-- EXERCISE TEXT --
I was treated badly. I’ve been working since I was 17, I’ve paid all my stamps, all my National Insurance. The only time I was ever sick was when I was pregnant with my two sons. It has had a financial effect on me but it’s more (that) they’re getting away with it. They are just treating you like a second class citizen. That’s how I feel – that I don’t count, I don’t matter.”

What Cecilia Burns went through could easily be experienced by your mum, dad, sister, brother, aunt, uncle, son, daughter, partner or you.

 Even those disabled and ill people who are assessed as being unfit for work are facing the prospect of fines of £71 a week if they fail to take part in work-related activities such as training or ‘condition management programmes’.

 At present about 70,000 claimants lose some or all of their benefits every month when they are sanctioned. The WCA is resulting in people being found fit to work who very few employers would ever consider giving a job to. People with moderate and mild learning disabilities, long-term and enduring mental health problems, and other complex conditions find it difficult to understand or complete the tasks demanded by the jobseekers benefit system. They face losing benefits for months for failing to do enough to find work they’ll never get.

-- DATA RECORDS --

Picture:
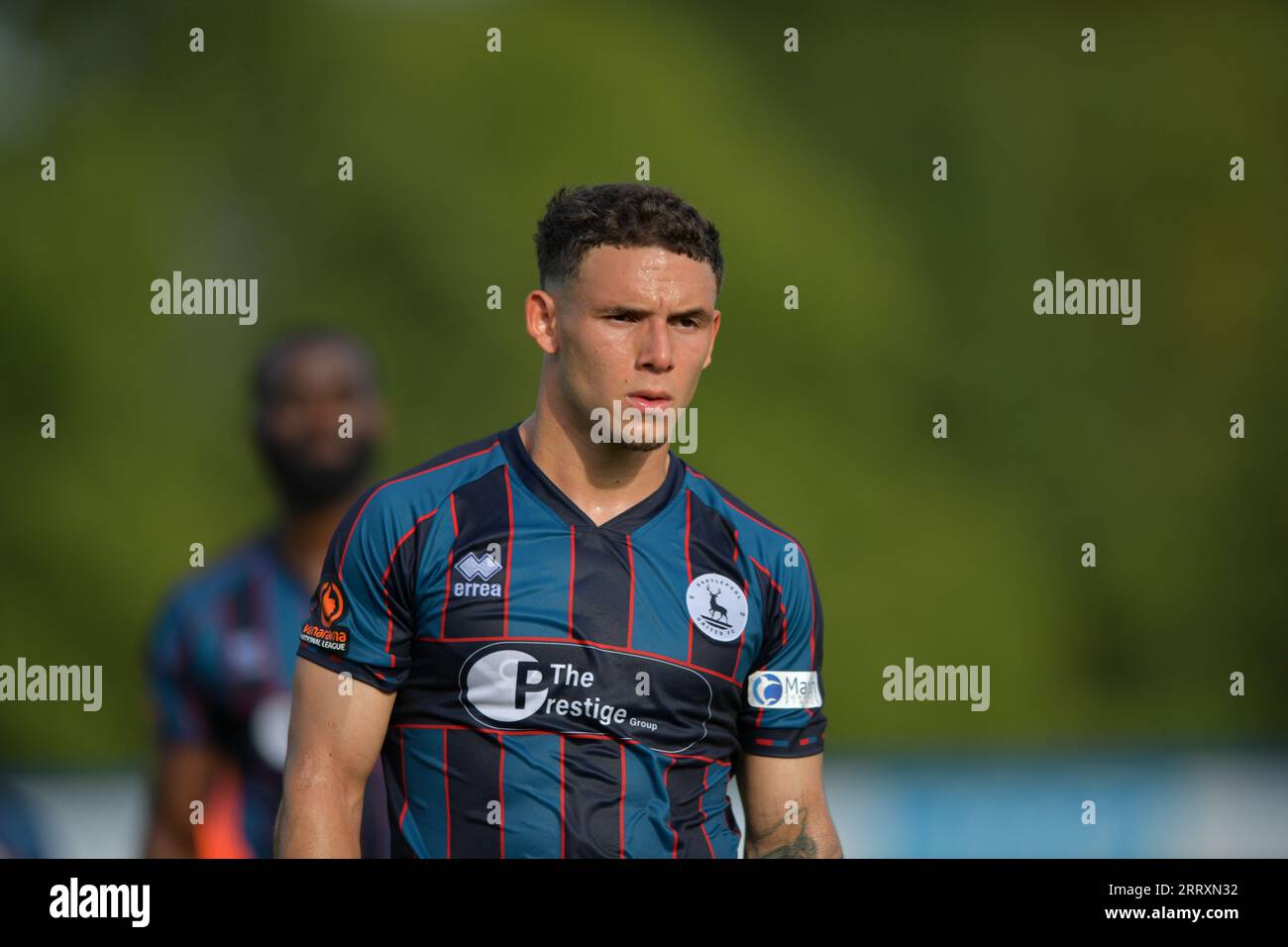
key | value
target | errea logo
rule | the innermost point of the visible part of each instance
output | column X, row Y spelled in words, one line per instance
column 476, row 567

-- WORK REQUIRED --
Can you reproduce the entire passage about Cecilia Burns and benefit sanctions word for word? You won't need the records for anything here.

-- RESULT --
I was treated badly. I’ve been working since I was 17, I’ve paid all my stamps, all my National Insurance. The only time I was ever sick was when I was pregnant with my two sons. It has had a financial effect on me but it’s more (that) they’re getting away with it. They are just treating you like a second class citizen. That’s how I feel – that I don’t count, I don’t matter.”

What Cecilia Burns went through could easily be experienced by your mum, dad, sister, brother, aunt, uncle, son, daughter, partner or you.

 Even those disabled and ill people who are assessed as being unfit for work are facing the prospect of fines of £71 a week if they fail to take part in work-related activities such as training or ‘condition management programmes’.

 At present about 70,000 claimants lose some or all of their benefits every month when they are sanctioned. The WCA is resulting in people being found fit to work who very few employers would ever consider giving a job to. People with moderate and mild learning disabilities, long-term and enduring mental health problems, and other complex conditions find it difficult to understand or complete the tasks demanded by the jobseekers benefit system. They face losing benefits for months for failing to do enough to find work they’ll never get.